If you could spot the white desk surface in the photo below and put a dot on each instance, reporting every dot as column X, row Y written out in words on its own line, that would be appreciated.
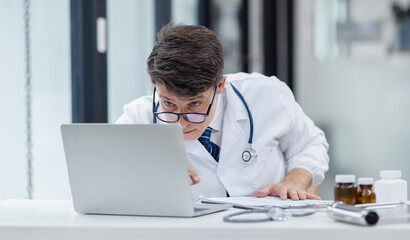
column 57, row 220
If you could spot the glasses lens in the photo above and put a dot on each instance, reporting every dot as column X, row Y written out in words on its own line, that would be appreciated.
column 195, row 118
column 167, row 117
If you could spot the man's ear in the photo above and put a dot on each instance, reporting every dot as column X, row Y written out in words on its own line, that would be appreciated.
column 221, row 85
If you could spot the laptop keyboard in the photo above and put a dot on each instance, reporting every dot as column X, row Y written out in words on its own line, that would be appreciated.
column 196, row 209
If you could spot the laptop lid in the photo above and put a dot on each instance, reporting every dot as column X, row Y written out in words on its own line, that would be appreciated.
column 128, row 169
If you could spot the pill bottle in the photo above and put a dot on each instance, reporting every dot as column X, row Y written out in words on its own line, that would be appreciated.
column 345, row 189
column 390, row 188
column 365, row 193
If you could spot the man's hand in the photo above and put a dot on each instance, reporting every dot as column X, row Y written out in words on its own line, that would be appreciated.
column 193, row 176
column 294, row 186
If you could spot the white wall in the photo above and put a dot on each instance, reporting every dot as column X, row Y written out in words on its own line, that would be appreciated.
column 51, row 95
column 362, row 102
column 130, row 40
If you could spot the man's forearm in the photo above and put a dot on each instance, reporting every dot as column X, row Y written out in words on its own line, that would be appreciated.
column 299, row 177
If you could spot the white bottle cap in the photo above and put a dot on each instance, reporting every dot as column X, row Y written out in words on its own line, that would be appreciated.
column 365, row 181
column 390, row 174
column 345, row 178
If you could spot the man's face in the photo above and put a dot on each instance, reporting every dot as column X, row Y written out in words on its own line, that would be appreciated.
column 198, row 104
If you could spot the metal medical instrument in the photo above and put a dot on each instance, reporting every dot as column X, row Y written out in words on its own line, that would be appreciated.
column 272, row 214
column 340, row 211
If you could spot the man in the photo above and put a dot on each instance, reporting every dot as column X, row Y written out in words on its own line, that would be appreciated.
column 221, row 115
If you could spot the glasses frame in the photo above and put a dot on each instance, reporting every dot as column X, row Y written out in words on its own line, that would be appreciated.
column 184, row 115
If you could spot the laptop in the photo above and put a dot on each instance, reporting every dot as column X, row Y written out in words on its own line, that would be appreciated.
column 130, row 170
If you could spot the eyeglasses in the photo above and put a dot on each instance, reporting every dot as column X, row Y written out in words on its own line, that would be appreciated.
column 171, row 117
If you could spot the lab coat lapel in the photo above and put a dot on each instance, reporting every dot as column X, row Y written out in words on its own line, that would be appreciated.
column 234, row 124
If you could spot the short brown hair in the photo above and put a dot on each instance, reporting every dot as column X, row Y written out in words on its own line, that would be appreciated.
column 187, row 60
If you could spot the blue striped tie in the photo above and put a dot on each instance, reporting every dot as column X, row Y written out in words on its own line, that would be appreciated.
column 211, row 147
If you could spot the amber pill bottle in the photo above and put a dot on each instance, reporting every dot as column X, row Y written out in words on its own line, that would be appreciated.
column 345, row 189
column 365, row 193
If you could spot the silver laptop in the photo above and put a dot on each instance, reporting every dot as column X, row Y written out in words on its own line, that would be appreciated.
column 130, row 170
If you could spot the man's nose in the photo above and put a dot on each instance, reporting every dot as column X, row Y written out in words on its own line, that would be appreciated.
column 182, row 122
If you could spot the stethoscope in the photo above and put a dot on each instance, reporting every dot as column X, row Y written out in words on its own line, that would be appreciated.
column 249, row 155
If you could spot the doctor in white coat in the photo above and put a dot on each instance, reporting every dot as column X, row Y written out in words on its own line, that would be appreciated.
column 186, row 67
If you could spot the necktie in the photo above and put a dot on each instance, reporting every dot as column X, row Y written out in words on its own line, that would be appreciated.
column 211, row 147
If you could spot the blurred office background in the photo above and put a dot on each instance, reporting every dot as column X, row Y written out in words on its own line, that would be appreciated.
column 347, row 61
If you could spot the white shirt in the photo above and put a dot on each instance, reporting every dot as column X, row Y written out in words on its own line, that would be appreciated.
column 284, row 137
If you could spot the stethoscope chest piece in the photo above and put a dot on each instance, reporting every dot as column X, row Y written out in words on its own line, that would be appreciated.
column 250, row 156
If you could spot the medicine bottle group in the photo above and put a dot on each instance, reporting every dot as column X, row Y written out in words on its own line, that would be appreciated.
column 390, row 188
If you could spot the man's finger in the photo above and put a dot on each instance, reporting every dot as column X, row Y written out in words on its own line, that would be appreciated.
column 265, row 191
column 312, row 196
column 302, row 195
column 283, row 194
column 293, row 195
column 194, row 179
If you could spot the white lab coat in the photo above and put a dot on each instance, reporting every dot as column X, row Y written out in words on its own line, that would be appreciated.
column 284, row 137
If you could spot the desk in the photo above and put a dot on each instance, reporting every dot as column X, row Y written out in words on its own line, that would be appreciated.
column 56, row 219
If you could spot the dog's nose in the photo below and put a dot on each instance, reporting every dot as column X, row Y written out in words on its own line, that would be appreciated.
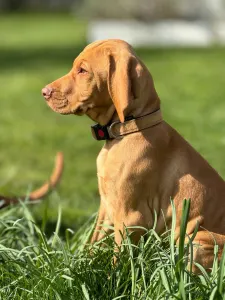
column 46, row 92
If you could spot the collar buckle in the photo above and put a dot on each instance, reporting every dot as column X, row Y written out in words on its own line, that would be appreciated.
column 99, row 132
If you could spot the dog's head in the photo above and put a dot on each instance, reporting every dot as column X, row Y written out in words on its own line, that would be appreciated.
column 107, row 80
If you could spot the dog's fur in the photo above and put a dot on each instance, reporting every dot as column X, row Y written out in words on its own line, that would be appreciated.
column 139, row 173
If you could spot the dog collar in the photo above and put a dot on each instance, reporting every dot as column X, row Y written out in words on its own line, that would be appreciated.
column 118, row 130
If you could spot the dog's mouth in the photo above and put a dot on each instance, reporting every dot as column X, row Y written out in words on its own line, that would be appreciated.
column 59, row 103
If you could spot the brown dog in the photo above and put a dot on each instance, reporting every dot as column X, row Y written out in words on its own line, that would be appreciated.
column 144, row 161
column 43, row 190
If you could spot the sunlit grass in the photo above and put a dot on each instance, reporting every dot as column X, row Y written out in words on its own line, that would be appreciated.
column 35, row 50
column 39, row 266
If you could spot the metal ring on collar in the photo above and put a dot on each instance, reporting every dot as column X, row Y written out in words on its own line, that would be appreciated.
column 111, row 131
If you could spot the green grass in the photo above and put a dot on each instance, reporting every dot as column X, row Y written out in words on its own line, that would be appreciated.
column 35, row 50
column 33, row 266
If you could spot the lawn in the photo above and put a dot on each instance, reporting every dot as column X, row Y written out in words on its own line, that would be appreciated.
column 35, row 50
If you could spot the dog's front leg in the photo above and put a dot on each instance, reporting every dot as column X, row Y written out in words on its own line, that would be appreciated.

•••

Recast all the rows above as a JSON list of strings, one string per line, with blank lines dropped. Leave the pictures out.

**Result of the task:**
[
  "If you could spot the white desk surface in the photo below and put a dot on each instance, reporting every dot as column X, row Y written out in words on its own line, that would be appreciated.",
  "column 57, row 220",
  "If you could spot the glasses lens in the photo above and put a dot on each instance, reporting every dot as column X, row Y written out in words on its own line, that would be appreciated.",
  "column 195, row 118",
  "column 167, row 117",
  "If you could spot the man's ear in the photo above and put a dot on each instance, reporting every dot as column X, row Y written out in words on its own line, that would be appreciated.",
  "column 221, row 85",
  "If you could spot the laptop keyboard in the photo above and put a dot on each instance, reporting every dot as column X, row Y written out in words on its own line, that would be appreciated.",
  "column 196, row 209",
  "If you could spot the laptop lid in the photo above and put a dot on each instance, reporting every dot as column X, row Y written out in words on its own line, that would be appreciated.",
  "column 128, row 169",
  "If you could spot the pill bottle in the photo above and put a dot on each instance, reporting every dot as column X, row Y written out in words on its own line, that would be appreciated.",
  "column 345, row 189",
  "column 390, row 188",
  "column 365, row 193",
  "If you could spot the man's hand in the photo above and put a dot on each instance, reporting every dot as column X, row Y written out in words on its own line, that would be appreciated.",
  "column 193, row 176",
  "column 294, row 186",
  "If you could spot the white wall in the photo above and put a dot on each instance, reporting every dot as column X, row Y written out in words on its own line, that would be appreciated.",
  "column 51, row 95",
  "column 362, row 102",
  "column 130, row 40",
  "If you could spot the man's forearm in the photo above and put a dot on each instance, reporting every dot as column X, row Y written out in words on its own line, that would be appreciated.",
  "column 299, row 177",
  "If you could spot the white bottle cap in the photo above and put a dot on each instance, reporting every dot as column X, row Y written out in words on its own line, that would be appreciated.",
  "column 365, row 181",
  "column 390, row 174",
  "column 345, row 178",
  "If you could spot the man's face in the photo above and put a dot on each instance, reporting every dot as column X, row Y written out in words on its own line, that would be appreciated.",
  "column 198, row 104",
  "If you could spot the metal medical instrument in the photo above and put a dot on each instance, reporting every dot as column X, row Y written out in words on its own line, that would be appreciated.",
  "column 272, row 214",
  "column 340, row 211",
  "If you could spot the man in the photo above and put a dot on each instance, reporting every dot as column X, row Y written out in words on its own line, that would be appreciated.",
  "column 221, row 115",
  "If you could spot the glasses frame in the photo above and put a dot on each instance, reporting every dot as column X, row Y written out in words on its own line, that would be appreciated.",
  "column 184, row 115",
  "If you could spot the laptop in the photo above and put a dot on each instance, reporting every dot as column X, row Y written out in words on its own line, that would be appreciated.",
  "column 130, row 170",
  "If you could spot the eyeglasses in the photo above and put a dot on each instance, reporting every dot as column X, row Y written out in words on its own line, that would be appreciated.",
  "column 171, row 117",
  "If you could spot the lab coat lapel in the photo above and put a dot on each instance, reporting every dot as column X, row Y written out in words on its own line, that would be appreciated.",
  "column 234, row 124",
  "If you could spot the short brown hair in the photo above and put a dot on each instance, reporting every dot as column X, row Y written out in words on its own line, that would be appreciated.",
  "column 187, row 60",
  "If you could spot the blue striped tie in the photo above and put a dot on each instance, reporting every dot as column X, row Y written out in words on its own line, that would be appreciated.",
  "column 211, row 147",
  "If you could spot the amber pill bottle in the photo above and put a dot on each instance, reporting every dot as column X, row Y written out in words on its own line, that would be appreciated.",
  "column 345, row 189",
  "column 365, row 193",
  "If you could spot the silver laptop in the photo above and put a dot on each instance, reporting every dot as column X, row Y written out in words on its own line, that would be appreciated.",
  "column 130, row 170",
  "If you could spot the man's nose in the photo above and put a dot on each instance, reporting every dot as column X, row Y written out in words on its own line, that would be appreciated.",
  "column 182, row 122",
  "If you could spot the stethoscope in the photo above and put a dot on each instance, reporting every dot as column X, row Y written out in words on its own line, that would be appreciated.",
  "column 249, row 155",
  "If you could spot the doctor in white coat in the photo above and put a dot on each instance, reporting every dot as column X, row Y written out in words on its own line, that would be appreciated.",
  "column 186, row 67",
  "If you could spot the necktie in the photo above and put a dot on each instance, reporting every dot as column X, row Y written out in words on its own line, that would be appreciated.",
  "column 211, row 147",
  "If you could spot the blurred office background in the photo above and put a dot on each instance, reporting every dot as column X, row Y written out in words on its own line, that would be appreciated.",
  "column 347, row 61",
  "If you could spot the white shirt in the photo above and put a dot on each instance, reporting every dot as column X, row Y written out in words on its own line, that would be appreciated.",
  "column 284, row 137",
  "If you could spot the stethoscope chest piece in the photo above and put a dot on each instance, reporting every dot as column X, row Y written out in words on its own line, that would be appreciated.",
  "column 250, row 156",
  "If you could spot the medicine bottle group in the photo above and put a dot on each instance, reporting every dot as column X, row Y written out in words on its own line, that would be appreciated.",
  "column 390, row 188",
  "If you could spot the man's finger in the photo above and put a dot on each instance, reporting every dot as column X, row Y written out in words on its own line, that would be appreciated.",
  "column 265, row 191",
  "column 312, row 196",
  "column 302, row 195",
  "column 283, row 194",
  "column 293, row 195",
  "column 194, row 179",
  "If you could spot the white lab coat in the photo above and put a dot on each instance, reporting every dot as column X, row Y written out in words on its own line, that would be appreciated.",
  "column 284, row 137",
  "If you could spot the desk in the photo above and put a dot on each instance, reporting every dot as column X, row Y written out in words on its own line, that would be appreciated.",
  "column 56, row 219",
  "If you could spot the dog's nose in the photo below and put a dot on each instance, reporting every dot as column X, row Y written out in words on its own line, that would be appreciated.",
  "column 46, row 92",
  "If you could spot the collar buckle in the photo above and put a dot on each instance, reporting every dot as column X, row Y written out in words on its own line, that would be appreciated.",
  "column 99, row 132",
  "If you could spot the dog's head in the photo above and put a dot on each instance, reporting every dot as column X, row Y written out in words on its own line, that would be appreciated.",
  "column 107, row 80",
  "If you could spot the dog's fur in the photo above and put a dot on each instance, reporting every dot as column X, row Y written out in words on its own line, that would be appreciated.",
  "column 139, row 173",
  "If you could spot the dog collar in the photo above and put a dot on each instance, reporting every dot as column X, row Y written out in words on its own line, that would be appreciated.",
  "column 118, row 130",
  "If you could spot the dog's mouth in the photo above and put a dot on each instance, reporting every dot as column X, row Y written out in words on its own line, that would be appreciated.",
  "column 59, row 103",
  "If you could spot the brown dog in the photo above and put a dot on each instance, reporting every dot as column X, row Y written out in words on its own line, that would be appreciated.",
  "column 144, row 161",
  "column 43, row 190",
  "If you could spot the sunlit grass in the photo above and put a dot on each instance, reporting every dot as column X, row Y written out in words on its own line, that would be appreciated.",
  "column 35, row 50",
  "column 39, row 266",
  "If you could spot the metal ring on collar in the photo above and put a dot on each instance, reporting every dot as column X, row Y written out in words on its own line, that would be appreciated.",
  "column 111, row 131",
  "If you could spot the green grass in the photo above and put a dot on each instance, reporting every dot as column X, row Y written out in words on its own line, that would be appreciated.",
  "column 35, row 50",
  "column 33, row 266",
  "If you could spot the lawn in the photo above and put a dot on each instance, reporting every dot as column X, row Y written out in words on its own line, that would be appreciated.",
  "column 35, row 50",
  "If you could spot the dog's front leg in the photo above and put a dot on each instance, reporting every dot as column X, row Y written out in words on its own line, that would be appreciated."
]